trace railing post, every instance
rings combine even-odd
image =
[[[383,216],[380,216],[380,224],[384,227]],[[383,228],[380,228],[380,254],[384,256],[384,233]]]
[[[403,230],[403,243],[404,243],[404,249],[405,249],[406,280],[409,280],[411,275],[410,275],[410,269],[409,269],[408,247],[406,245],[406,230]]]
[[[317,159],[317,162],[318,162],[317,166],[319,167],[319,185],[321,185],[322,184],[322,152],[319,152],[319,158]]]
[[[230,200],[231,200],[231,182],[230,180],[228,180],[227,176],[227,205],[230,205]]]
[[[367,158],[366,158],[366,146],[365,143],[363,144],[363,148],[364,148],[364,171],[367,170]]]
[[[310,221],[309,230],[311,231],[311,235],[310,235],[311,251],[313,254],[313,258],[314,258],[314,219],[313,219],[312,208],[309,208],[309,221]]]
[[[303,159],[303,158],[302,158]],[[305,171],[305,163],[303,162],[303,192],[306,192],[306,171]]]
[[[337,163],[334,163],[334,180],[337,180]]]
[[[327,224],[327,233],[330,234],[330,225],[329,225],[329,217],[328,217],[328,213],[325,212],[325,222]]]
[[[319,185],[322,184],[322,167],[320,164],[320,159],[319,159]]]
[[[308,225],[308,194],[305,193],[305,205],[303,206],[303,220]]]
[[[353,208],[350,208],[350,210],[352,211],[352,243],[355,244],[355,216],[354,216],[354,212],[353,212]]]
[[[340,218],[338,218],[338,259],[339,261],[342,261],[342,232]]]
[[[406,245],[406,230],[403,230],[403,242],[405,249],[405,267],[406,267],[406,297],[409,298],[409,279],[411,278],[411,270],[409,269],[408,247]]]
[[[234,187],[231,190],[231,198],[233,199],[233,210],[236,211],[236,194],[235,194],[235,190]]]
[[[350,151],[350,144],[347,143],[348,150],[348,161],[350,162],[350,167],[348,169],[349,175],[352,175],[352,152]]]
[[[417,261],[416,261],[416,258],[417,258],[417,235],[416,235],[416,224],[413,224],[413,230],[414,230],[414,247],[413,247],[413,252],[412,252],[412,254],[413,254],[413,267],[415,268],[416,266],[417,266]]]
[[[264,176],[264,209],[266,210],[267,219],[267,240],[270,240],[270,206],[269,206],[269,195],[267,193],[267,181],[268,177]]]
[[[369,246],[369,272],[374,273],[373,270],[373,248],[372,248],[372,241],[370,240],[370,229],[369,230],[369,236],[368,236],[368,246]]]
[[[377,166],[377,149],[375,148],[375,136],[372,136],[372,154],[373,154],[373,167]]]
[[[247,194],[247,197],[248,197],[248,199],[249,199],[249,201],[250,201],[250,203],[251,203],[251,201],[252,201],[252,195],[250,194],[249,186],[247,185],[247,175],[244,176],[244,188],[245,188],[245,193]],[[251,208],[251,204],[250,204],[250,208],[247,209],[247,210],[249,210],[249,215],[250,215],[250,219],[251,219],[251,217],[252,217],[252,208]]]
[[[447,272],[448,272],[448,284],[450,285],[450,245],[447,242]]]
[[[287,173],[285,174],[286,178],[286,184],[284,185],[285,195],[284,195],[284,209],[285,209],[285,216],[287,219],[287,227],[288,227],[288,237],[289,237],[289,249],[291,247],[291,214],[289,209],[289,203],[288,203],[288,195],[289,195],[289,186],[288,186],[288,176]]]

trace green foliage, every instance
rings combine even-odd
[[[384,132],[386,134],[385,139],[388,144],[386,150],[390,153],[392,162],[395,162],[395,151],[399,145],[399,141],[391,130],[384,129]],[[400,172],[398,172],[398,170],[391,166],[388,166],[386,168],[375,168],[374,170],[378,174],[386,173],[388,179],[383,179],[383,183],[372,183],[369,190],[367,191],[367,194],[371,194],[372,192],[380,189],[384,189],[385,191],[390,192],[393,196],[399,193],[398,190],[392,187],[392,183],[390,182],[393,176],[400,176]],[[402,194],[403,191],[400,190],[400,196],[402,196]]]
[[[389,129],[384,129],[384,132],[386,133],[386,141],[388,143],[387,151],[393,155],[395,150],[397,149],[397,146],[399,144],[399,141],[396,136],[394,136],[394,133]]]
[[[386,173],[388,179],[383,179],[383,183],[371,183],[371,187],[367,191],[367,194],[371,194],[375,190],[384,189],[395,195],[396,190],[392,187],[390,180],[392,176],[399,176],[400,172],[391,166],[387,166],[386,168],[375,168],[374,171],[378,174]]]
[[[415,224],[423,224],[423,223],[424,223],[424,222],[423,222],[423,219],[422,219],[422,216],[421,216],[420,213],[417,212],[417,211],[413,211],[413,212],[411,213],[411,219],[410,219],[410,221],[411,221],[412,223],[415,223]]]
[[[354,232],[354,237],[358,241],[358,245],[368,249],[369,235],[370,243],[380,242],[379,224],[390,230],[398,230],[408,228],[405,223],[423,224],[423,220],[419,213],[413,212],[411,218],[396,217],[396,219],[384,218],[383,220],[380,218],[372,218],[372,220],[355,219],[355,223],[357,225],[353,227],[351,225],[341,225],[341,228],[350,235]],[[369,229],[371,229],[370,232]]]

[Exercise]: Please copy out each line of the listing above that contains the string "instance".

[Response area]:
trace railing post, every instance
trace green foliage, every instance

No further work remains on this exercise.